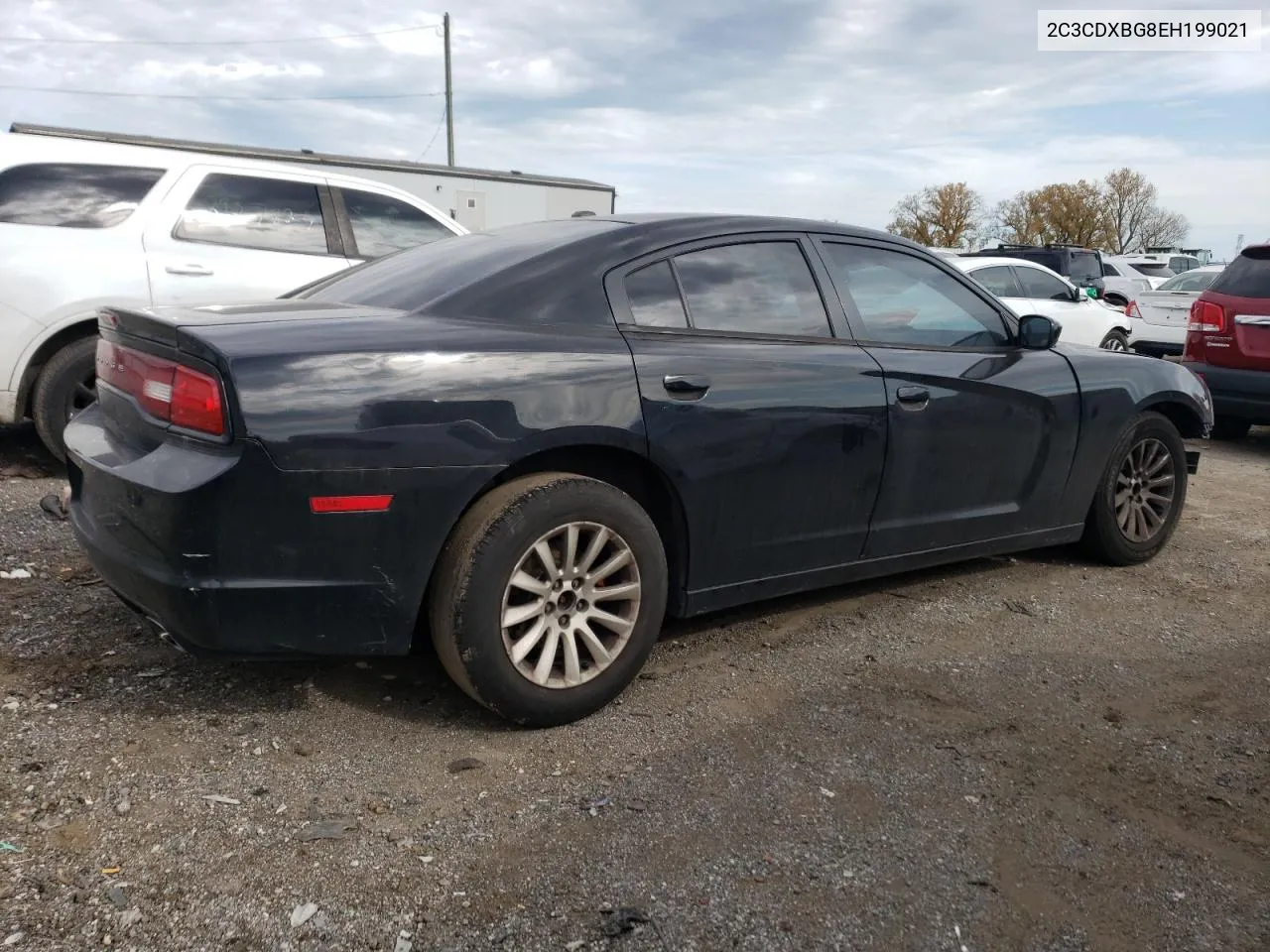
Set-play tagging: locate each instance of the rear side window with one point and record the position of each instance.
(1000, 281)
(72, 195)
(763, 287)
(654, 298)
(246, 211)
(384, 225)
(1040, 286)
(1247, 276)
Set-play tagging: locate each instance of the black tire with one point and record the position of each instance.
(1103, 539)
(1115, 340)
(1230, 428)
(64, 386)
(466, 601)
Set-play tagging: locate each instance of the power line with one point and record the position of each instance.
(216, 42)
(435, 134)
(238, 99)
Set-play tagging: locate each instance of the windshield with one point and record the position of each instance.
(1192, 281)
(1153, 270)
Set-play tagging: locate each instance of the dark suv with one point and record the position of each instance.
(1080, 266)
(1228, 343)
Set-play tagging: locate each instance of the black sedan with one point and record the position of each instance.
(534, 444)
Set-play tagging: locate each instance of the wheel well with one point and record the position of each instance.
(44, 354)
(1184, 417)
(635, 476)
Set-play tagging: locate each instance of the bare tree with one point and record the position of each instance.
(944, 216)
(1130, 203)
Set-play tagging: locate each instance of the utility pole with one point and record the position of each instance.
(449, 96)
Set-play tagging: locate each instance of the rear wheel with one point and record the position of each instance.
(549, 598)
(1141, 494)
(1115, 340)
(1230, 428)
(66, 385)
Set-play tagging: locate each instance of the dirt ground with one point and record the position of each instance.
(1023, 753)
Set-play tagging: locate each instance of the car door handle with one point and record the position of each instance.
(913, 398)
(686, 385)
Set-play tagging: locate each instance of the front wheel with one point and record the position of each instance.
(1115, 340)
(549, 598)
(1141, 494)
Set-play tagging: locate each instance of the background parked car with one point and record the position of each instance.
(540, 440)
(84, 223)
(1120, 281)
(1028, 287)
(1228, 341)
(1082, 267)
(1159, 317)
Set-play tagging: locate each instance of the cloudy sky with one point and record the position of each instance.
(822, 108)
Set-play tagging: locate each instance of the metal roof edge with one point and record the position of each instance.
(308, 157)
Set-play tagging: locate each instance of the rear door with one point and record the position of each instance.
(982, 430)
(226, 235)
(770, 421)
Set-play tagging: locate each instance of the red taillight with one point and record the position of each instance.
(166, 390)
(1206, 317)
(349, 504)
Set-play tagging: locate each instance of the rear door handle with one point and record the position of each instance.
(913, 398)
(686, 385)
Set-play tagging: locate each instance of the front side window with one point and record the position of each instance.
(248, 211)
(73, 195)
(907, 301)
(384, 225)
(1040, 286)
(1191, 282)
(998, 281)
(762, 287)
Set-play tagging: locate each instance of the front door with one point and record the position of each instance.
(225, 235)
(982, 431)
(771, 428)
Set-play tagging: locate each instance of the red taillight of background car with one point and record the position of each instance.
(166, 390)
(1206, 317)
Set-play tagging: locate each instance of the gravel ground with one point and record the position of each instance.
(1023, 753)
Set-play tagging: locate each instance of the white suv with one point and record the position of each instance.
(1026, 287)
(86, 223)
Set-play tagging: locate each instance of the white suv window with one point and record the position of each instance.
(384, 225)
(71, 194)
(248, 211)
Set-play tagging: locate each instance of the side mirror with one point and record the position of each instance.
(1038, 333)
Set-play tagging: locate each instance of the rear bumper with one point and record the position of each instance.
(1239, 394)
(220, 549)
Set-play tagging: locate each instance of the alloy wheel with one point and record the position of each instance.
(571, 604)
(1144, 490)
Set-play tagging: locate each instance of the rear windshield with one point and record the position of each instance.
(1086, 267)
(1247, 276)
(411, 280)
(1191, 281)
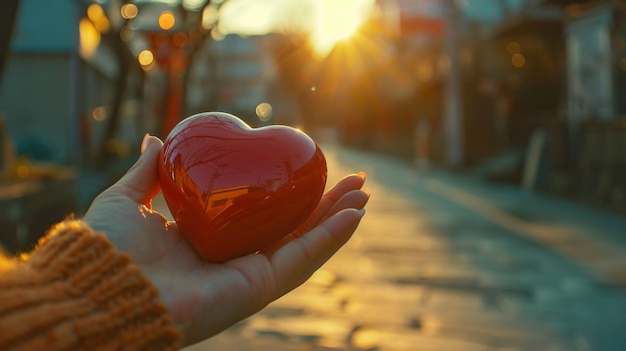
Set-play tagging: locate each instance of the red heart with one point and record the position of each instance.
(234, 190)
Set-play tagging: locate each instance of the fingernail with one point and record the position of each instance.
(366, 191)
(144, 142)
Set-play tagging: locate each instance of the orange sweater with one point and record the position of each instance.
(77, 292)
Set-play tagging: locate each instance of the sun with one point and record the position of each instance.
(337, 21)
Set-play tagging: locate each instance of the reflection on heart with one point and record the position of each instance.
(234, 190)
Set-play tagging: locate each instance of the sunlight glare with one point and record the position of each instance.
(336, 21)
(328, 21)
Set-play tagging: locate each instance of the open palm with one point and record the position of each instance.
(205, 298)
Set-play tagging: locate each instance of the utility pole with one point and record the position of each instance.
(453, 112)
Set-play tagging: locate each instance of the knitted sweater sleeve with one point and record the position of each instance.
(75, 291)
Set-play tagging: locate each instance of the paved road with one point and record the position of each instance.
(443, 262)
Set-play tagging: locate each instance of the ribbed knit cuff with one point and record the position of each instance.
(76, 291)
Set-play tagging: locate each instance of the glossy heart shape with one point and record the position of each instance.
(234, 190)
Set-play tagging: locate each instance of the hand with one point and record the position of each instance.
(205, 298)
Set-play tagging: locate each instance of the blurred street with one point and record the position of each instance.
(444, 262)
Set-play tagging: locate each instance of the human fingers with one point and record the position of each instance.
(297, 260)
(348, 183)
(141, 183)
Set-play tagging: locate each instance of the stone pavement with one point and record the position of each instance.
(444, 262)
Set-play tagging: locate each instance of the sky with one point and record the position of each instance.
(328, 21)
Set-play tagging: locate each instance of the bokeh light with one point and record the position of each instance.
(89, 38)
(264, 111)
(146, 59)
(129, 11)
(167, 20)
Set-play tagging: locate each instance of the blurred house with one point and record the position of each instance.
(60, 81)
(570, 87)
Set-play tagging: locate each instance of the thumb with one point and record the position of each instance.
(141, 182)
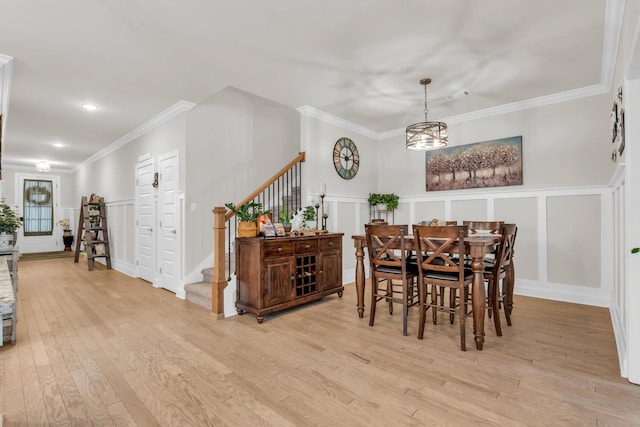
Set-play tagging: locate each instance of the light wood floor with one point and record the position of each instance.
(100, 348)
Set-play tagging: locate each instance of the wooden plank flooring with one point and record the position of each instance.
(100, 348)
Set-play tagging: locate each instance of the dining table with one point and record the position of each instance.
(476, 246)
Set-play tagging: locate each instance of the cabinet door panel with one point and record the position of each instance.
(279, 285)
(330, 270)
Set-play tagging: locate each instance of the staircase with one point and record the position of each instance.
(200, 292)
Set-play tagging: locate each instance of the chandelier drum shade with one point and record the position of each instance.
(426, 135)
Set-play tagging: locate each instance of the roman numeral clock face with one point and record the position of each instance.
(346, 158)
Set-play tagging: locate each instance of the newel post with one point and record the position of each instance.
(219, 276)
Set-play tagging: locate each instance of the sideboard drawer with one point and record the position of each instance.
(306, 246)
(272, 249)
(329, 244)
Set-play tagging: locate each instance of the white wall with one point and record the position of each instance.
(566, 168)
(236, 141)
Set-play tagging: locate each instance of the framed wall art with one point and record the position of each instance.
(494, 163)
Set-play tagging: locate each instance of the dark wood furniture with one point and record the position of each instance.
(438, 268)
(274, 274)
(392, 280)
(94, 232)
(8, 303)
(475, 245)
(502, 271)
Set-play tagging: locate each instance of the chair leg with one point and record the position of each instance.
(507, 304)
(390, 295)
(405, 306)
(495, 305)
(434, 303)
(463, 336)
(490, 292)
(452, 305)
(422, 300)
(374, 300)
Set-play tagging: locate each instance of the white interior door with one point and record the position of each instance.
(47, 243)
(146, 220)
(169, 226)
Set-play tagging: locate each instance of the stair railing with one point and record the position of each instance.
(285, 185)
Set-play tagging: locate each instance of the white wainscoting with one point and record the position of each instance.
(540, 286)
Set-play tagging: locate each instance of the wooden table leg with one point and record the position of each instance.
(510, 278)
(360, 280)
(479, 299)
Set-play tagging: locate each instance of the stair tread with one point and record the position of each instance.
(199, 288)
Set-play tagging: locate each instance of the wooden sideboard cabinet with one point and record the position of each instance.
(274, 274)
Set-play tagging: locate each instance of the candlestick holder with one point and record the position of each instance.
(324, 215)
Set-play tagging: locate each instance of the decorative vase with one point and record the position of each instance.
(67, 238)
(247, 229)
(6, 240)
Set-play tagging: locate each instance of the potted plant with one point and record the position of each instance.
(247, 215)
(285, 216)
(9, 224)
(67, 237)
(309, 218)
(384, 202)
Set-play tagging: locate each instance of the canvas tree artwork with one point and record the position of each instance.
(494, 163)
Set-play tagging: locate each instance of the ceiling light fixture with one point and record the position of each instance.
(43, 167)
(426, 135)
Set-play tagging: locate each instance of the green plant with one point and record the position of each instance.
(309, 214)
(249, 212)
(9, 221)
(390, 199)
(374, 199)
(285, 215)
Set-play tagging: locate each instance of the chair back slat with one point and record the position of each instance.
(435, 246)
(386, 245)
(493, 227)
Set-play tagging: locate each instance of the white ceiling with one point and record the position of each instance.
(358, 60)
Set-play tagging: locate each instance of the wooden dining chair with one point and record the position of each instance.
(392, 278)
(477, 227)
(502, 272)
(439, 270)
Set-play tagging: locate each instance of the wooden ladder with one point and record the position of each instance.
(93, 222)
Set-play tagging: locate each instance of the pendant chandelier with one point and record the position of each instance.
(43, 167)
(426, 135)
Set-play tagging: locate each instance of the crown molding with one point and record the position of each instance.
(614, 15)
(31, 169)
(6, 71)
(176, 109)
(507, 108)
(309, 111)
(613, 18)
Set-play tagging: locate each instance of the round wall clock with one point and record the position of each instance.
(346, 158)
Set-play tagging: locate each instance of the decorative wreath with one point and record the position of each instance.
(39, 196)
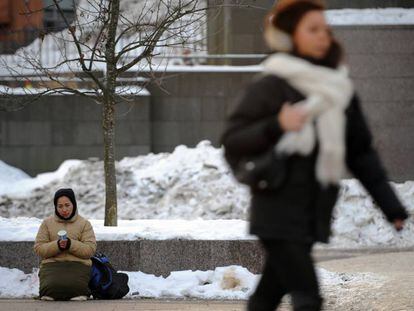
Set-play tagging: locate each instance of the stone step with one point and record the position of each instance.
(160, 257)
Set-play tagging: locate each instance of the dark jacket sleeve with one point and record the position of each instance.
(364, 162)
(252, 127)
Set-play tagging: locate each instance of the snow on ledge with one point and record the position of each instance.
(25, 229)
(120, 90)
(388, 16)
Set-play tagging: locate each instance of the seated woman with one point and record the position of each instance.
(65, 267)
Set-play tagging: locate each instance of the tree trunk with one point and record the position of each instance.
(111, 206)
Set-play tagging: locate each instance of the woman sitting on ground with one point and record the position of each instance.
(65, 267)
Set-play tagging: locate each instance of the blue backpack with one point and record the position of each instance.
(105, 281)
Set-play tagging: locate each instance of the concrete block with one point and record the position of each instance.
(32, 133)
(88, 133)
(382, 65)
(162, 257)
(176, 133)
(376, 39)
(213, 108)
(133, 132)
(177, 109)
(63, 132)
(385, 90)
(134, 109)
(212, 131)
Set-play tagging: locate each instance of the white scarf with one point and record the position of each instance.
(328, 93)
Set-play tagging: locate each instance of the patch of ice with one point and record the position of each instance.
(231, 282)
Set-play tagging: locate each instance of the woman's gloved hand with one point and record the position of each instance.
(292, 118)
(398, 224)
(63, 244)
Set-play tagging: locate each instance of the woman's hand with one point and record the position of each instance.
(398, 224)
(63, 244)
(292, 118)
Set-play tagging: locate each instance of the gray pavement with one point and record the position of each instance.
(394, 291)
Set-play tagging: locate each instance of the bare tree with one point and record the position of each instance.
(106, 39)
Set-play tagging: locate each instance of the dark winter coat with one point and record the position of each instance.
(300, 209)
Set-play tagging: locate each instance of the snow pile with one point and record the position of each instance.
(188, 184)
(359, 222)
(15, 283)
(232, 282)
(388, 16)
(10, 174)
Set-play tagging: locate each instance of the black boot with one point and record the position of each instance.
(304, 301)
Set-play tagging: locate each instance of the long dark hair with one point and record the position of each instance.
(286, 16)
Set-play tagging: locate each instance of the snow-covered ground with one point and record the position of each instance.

········

What is required
Render the entries above as a Markdown table with the columns Row and Line, covering everything from the start of the entries through the line containing "(1228, 343)", inclusive. Number each line, and leave out blank lines and the pictures.

Task answer
| Row | Line |
|---|---|
| 1 | Set-play tagging: locate each instance of the rear side window with one point and record the position of each instance. |
| 2 | (1000, 281) |
| 3 | (72, 195) |
| 4 | (763, 287) |
| 5 | (654, 298) |
| 6 | (246, 211) |
| 7 | (384, 225) |
| 8 | (1040, 286) |
| 9 | (1247, 276) |
| 10 | Set-play tagging: locate each instance of the black tire with one point and record the position of each instance. |
| 11 | (1103, 539) |
| 12 | (1115, 340) |
| 13 | (1230, 428) |
| 14 | (64, 386) |
| 15 | (466, 601) |
| 16 | Set-play tagging: locate each instance of the power line with one point and record the position of each instance. |
| 17 | (216, 42) |
| 18 | (435, 134) |
| 19 | (238, 99) |
| 20 | Set-play tagging: locate each instance of the windshield with one point and record the position of each instance. |
| 21 | (1192, 281) |
| 22 | (1153, 270) |
| 23 | Set-play tagging: locate each instance of the dark suv with one point and record the position of each instance. |
| 24 | (1080, 266) |
| 25 | (1228, 343) |